Pointing dataset entries

•••

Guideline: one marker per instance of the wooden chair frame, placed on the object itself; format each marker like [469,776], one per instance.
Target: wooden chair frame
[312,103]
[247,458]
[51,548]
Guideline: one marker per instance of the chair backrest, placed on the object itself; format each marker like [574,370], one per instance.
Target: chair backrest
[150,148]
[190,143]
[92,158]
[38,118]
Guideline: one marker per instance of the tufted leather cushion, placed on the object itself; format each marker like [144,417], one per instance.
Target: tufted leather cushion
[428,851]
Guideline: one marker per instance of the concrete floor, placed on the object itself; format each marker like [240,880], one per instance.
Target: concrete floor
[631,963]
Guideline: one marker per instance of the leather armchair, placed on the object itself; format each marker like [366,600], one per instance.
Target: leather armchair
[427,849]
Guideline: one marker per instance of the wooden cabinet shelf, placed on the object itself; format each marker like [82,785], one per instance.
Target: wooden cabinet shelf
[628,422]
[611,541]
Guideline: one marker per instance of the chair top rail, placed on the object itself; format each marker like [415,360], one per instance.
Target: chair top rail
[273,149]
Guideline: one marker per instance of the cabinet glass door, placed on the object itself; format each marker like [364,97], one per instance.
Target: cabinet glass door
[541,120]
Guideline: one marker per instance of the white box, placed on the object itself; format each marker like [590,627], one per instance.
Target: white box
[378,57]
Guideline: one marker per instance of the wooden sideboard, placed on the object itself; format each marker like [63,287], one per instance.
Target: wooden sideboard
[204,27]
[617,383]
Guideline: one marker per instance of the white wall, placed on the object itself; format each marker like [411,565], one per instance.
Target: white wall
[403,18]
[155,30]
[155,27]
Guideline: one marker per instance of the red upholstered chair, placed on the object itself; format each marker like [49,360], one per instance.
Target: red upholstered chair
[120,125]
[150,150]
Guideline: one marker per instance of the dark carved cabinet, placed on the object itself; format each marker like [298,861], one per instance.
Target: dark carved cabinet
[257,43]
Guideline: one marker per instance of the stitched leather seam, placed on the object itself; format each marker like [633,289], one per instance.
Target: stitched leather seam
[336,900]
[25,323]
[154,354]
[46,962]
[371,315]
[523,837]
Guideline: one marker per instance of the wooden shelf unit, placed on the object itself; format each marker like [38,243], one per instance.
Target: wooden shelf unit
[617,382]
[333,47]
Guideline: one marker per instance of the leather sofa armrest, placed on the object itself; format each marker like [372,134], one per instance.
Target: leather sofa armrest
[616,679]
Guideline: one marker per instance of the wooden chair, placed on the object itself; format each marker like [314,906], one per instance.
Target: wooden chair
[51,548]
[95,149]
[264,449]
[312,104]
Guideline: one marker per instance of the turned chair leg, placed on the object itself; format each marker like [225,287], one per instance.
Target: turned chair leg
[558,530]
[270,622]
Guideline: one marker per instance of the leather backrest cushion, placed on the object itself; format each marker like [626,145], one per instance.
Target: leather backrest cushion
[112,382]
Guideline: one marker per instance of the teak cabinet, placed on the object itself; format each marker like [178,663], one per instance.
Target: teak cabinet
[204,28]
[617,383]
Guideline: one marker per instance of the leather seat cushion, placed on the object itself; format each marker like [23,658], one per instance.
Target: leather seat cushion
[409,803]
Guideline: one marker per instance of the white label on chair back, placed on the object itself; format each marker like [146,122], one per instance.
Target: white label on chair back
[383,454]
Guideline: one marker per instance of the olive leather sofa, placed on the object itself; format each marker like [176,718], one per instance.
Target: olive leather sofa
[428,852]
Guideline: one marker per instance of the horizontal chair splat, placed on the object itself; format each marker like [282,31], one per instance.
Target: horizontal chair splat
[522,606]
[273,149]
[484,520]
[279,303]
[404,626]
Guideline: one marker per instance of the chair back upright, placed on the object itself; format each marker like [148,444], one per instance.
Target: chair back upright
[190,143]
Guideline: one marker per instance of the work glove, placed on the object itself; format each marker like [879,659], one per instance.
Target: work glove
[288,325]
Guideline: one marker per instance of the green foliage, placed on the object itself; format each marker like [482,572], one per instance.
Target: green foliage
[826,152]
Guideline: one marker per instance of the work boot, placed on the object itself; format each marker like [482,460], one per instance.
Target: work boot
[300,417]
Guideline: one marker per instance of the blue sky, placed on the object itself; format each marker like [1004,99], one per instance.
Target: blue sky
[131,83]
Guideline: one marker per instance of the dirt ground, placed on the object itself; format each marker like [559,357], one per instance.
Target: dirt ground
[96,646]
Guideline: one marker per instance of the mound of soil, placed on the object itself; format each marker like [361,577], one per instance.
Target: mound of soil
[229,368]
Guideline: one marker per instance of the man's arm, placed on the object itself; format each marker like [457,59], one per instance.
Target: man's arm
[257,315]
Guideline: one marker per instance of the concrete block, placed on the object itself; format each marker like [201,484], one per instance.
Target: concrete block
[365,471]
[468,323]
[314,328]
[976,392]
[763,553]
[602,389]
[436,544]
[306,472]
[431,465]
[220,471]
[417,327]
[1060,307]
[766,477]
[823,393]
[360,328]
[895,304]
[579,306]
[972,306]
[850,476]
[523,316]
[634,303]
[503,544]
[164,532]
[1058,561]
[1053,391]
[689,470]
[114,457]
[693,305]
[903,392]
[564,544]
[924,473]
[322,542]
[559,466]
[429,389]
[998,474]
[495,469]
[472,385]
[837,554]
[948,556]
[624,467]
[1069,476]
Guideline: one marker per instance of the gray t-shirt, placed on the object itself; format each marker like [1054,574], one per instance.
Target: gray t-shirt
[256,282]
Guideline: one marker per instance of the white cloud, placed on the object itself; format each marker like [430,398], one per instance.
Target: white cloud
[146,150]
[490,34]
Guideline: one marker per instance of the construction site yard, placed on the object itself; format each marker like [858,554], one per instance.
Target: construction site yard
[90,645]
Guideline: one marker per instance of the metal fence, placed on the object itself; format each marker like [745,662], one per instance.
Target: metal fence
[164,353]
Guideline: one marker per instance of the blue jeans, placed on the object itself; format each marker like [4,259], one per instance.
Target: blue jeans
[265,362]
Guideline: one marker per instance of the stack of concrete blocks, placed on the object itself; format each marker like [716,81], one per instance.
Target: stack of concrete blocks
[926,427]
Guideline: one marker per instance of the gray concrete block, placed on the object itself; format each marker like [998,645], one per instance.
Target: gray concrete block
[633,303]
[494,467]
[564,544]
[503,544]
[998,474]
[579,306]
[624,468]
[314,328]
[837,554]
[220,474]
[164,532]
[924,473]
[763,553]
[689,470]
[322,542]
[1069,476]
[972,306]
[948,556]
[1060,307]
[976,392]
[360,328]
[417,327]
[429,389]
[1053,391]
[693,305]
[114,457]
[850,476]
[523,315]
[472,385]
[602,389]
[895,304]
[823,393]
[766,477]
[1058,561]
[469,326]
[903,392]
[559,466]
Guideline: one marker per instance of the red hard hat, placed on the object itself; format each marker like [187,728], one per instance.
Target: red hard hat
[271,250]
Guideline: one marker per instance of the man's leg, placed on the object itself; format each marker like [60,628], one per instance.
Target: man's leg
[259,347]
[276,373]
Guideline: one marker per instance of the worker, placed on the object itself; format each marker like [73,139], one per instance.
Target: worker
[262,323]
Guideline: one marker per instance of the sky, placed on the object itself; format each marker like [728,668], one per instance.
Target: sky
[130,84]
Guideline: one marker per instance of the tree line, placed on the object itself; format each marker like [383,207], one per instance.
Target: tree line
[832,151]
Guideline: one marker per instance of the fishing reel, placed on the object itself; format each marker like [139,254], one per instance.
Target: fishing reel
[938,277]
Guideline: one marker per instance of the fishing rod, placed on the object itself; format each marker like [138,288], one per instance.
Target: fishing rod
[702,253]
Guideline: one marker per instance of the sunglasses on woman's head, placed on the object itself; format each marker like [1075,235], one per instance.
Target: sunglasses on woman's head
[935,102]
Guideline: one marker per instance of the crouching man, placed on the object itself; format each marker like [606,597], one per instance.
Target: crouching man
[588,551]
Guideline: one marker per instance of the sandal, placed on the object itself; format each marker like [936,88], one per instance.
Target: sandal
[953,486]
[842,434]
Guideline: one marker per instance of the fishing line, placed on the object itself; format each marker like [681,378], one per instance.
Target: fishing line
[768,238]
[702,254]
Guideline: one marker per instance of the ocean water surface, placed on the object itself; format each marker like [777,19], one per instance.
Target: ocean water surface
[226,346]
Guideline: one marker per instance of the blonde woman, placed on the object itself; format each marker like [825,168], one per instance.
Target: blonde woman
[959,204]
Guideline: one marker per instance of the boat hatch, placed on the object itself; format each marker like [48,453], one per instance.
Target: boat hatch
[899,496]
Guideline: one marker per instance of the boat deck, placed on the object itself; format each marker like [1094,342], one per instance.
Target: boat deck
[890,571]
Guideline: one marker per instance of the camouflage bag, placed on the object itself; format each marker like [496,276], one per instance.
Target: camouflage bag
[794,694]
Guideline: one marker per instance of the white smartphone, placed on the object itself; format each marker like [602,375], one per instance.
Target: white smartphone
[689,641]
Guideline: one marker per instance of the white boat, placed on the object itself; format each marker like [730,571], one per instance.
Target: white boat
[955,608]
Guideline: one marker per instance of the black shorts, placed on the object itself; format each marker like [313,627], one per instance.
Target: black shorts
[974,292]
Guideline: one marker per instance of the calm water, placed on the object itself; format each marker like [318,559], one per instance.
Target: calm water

•••

*Set problem*
Rewrite the entries from the line containing "Guideline: one marker per instance of the boat hatch, placed" through the end of the entries, replacing "camouflage bag" with "duffel bag" and leaving everything else unchanged.

*Final result*
Guideline: one marker per instance of the boat hatch, placed on the object itself; format each marker like [48,453], one per instance.
Target: boat hatch
[899,496]
Guideline: one marker per instance of the boat deck, placed on the object itself; format each marker like [1094,342], one per instance.
Target: boat deck
[890,571]
Guideline: one marker per instance of the duffel bag, placed on the object itself; format each marker like [496,276], one per instance.
Target: duffel bag
[794,694]
Guideline: one marker per instance of the white smartphone, placed on the object itself; format each marker like [602,375], one per instance.
Target: white smartphone
[689,641]
Guideline: one marker per instance of the white boat, placed on the object itself; format each marker like [730,571], one per instance.
Target: white boat
[955,608]
Guideline: one marker per instance of the black shorts, placed on the object itself; format each marker like [313,627], one per instance.
Target: black shorts
[974,292]
Guideline: one marker per instance of the calm water, placed on the object itself; format each marker like [318,559], one per instance.
Target: calm water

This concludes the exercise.